- **Passage to read**:
◆ ◆ ◆

The density of ice is $0.9 \, g/cm^3$. What percentage by volume of the block of ice floats outside the water is ..........$\%$

$A$ uniform rod is suspended horizontally from its mid-point. $A$ piece of metal whose weight is $w$ is suspended at a distance $l$ from the mid-point. Another weight $w_{1}$ is suspended on the other side at a distance $l_{1}$ from the mid-point to bring the rod to a horizontal position. When $w$ is completely immersed in water,$w_{1}$ needs to be kept at a distance $l_{2}$ from the mid-point to get the rod back into a horizontal position. The specific gravity of the metal piece is

$A$ vessel filled with water is kept on a weighing pan and the scale is adjusted to zero. $A$ block of mass $M$ and density $\rho$ is suspended by a massless spring of spring constant $k$. This block is submerged into the water in the vessel. What is the reading of the scale?

The weight of a sphere in air is $50 \ g$. Its weight is $40 \ g$ in a liquid at temperature $20^{\circ} C$. When the temperature increases to $70^{\circ} C$,its weight becomes $45 \ g$. The ratio of the densities of the liquid at the two given temperatures is: (in $: 1$)

$A$ cube having a side of $10 \ cm$ with unknown mass $m$ and a $200 \ g$ mass were hung at two ends of a uniform rigid rod of $27 \ cm$ length. The rod along with the masses was placed on a wedge,keeping the distance between the wedge point and the $200 \ g$ weight as $25 \ cm$. Initially,the masses were not in balance. $A$ beaker is placed beneath the unknown mass and water is added slowly to it. At a given point,the masses were in balance and half the volume of the unknown mass was submerged in the water. (Take the density of the unknown mass to be greater than that of water,the mass did not absorb water,and the water density is $1 \ g/cm^3$). The unknown mass $m$ is . . . . . . $kg$.

$A$ vessel contains oil (density = $0.8 \; g/cm^3$) over mercury (density = $13.6 \; g/cm^3$). $A$ homogeneous sphere floats with half of its volume immersed in mercury and the other half in oil. The density of the material of the sphere in $g/cm^3$ is:

◆ ◆ ◆

- **Goals**:
a: List every substance whose density the buoyancy problems give as a number, along with that density.
b: In the buoyancy problems, how long is the uniform rigid rod that holds the cube and the 200 g mass?
c: Reproduce the part of the buoyancy problems that begins at the words "The weight of" and stops after "is: (in $: 1$)".

◆ ◆ ◆

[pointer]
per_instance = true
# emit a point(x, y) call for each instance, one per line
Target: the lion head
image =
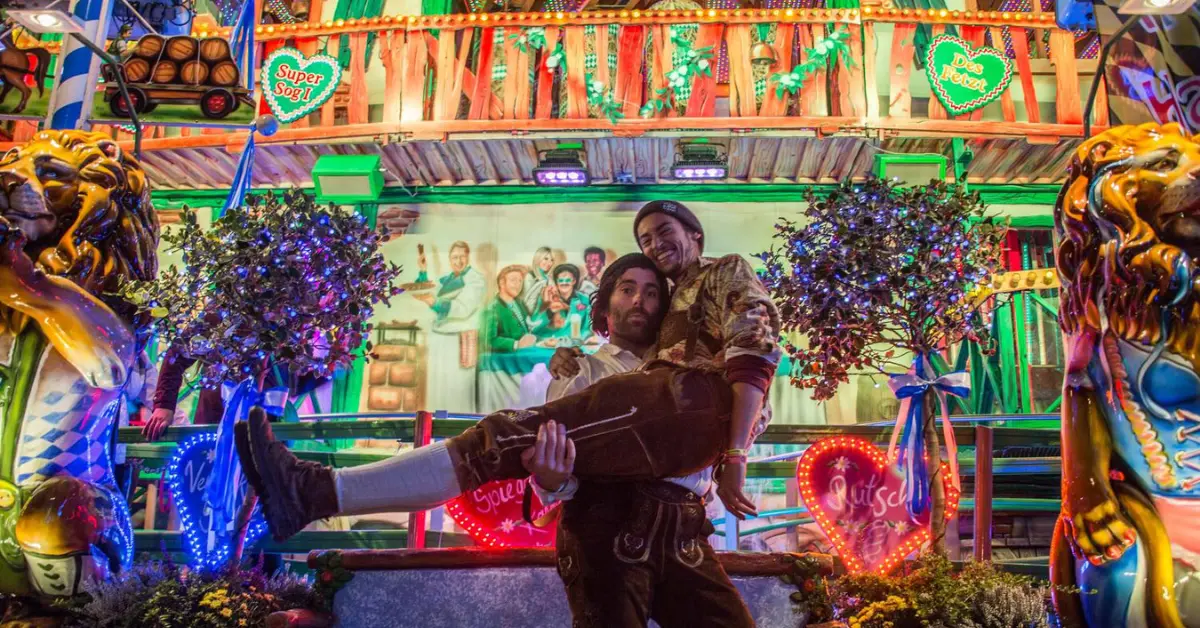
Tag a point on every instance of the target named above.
point(84, 207)
point(1129, 225)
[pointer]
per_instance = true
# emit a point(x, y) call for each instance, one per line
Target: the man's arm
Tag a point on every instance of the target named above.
point(465, 304)
point(750, 328)
point(171, 377)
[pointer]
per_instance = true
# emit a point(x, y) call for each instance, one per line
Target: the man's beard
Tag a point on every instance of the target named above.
point(639, 333)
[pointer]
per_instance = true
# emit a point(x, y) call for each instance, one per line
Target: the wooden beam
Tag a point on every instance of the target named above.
point(904, 43)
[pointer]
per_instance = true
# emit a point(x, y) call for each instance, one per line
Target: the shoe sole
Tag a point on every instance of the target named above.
point(245, 443)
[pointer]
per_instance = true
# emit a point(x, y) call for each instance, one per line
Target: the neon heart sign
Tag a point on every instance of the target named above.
point(492, 515)
point(858, 500)
point(295, 85)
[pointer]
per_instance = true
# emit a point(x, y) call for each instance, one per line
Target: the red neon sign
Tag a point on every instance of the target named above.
point(858, 500)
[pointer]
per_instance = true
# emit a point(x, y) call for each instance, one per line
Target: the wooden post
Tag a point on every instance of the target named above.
point(423, 434)
point(983, 494)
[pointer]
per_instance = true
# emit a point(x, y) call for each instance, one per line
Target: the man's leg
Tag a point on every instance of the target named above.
point(601, 590)
point(643, 425)
point(699, 597)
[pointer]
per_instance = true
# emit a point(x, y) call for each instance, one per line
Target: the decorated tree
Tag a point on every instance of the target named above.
point(877, 273)
point(280, 282)
point(280, 285)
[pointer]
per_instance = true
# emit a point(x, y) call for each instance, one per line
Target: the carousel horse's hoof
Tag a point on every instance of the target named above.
point(65, 533)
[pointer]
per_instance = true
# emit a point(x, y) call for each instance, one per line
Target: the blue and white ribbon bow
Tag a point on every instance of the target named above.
point(221, 494)
point(909, 437)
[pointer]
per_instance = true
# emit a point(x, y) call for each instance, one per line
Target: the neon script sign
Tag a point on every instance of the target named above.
point(859, 501)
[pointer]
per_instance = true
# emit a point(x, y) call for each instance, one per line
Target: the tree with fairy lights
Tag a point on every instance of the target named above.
point(877, 270)
point(279, 285)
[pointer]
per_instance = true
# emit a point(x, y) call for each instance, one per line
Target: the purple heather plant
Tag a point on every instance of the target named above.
point(875, 268)
point(279, 282)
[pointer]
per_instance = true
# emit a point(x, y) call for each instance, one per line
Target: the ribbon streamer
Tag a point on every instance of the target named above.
point(220, 495)
point(909, 438)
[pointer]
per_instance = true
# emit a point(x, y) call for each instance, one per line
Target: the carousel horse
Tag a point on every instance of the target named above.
point(75, 220)
point(16, 65)
point(1128, 538)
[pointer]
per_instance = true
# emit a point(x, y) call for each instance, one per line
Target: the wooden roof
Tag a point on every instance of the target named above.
point(642, 160)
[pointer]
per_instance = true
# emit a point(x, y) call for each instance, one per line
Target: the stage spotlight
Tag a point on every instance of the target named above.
point(1156, 7)
point(46, 16)
point(699, 160)
point(562, 166)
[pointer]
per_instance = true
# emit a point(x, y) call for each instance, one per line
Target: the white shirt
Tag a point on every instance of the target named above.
point(609, 359)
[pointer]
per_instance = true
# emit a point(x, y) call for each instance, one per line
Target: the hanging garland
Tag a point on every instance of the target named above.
point(815, 59)
point(697, 61)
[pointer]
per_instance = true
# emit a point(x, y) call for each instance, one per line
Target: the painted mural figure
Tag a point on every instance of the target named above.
point(76, 220)
point(454, 338)
point(538, 279)
point(1129, 225)
point(507, 323)
point(593, 264)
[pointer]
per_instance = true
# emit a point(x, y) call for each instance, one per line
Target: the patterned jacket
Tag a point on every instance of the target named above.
point(738, 324)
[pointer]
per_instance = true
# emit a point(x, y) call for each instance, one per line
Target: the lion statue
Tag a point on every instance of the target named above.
point(1128, 221)
point(75, 220)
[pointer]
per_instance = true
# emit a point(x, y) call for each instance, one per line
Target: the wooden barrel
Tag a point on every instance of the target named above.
point(163, 72)
point(223, 73)
point(181, 48)
point(137, 70)
point(149, 47)
point(193, 72)
point(214, 49)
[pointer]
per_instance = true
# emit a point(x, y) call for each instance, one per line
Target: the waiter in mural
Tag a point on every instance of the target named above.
point(665, 572)
point(700, 401)
point(593, 264)
point(454, 338)
point(507, 324)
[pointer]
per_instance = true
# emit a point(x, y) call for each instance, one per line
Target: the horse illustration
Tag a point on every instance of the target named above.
point(15, 66)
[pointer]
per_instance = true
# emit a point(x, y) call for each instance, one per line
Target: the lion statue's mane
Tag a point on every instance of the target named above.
point(108, 231)
point(1111, 263)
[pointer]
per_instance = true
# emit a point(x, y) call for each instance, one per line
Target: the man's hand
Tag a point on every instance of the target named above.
point(563, 363)
point(730, 482)
point(551, 460)
point(160, 419)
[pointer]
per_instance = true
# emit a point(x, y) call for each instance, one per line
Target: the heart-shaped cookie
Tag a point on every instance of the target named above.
point(295, 85)
point(858, 500)
point(966, 78)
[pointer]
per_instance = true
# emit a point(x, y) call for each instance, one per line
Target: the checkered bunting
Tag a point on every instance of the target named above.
point(51, 446)
point(1152, 72)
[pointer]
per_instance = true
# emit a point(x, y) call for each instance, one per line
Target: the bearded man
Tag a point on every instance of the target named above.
point(697, 402)
point(618, 567)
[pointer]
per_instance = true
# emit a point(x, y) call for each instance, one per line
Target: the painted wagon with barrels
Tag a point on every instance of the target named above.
point(178, 70)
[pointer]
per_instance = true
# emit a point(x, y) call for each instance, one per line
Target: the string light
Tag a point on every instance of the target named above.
point(195, 536)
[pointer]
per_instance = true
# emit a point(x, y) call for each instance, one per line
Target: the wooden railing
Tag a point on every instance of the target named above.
point(441, 75)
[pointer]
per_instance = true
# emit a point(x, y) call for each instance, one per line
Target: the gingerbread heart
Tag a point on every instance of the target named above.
point(858, 500)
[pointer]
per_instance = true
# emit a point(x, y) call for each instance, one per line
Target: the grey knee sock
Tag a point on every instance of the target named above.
point(418, 479)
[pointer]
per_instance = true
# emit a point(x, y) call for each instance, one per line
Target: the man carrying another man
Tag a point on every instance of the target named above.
point(618, 567)
point(696, 404)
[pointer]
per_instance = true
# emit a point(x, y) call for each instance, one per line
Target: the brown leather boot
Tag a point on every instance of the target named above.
point(293, 492)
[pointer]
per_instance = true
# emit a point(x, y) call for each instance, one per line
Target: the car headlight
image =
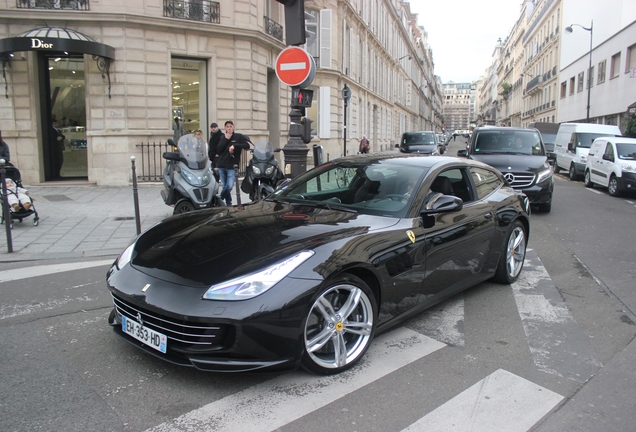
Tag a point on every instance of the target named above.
point(194, 180)
point(125, 256)
point(246, 287)
point(545, 174)
point(628, 168)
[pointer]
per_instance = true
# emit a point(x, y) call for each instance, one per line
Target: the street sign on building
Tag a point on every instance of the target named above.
point(295, 67)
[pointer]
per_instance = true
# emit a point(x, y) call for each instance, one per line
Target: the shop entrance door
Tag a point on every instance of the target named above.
point(65, 151)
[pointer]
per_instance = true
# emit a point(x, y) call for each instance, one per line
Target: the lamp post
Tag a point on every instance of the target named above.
point(589, 71)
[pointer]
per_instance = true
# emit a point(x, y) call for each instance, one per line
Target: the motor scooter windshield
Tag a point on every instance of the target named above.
point(194, 151)
point(263, 150)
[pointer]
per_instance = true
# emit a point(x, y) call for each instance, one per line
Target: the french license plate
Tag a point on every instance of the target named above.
point(143, 334)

◆ ◆ ◆

- **Results**:
a:
Ice: 0.9 g/cm³
Water: 1 g/cm³
Oil: 0.8 g/cm³
Mercury: 13.6 g/cm³

b: 27 cm

c:
The weight of a sphere in air is $50 \ g$. Its weight is $40 \ g$ in a liquid at temperature $20^{\circ} C$. When the temperature increases to $70^{\circ} C$,its weight becomes $45 \ g$. The ratio of the densities of the liquid at the two given temperatures is: (in $: 1$)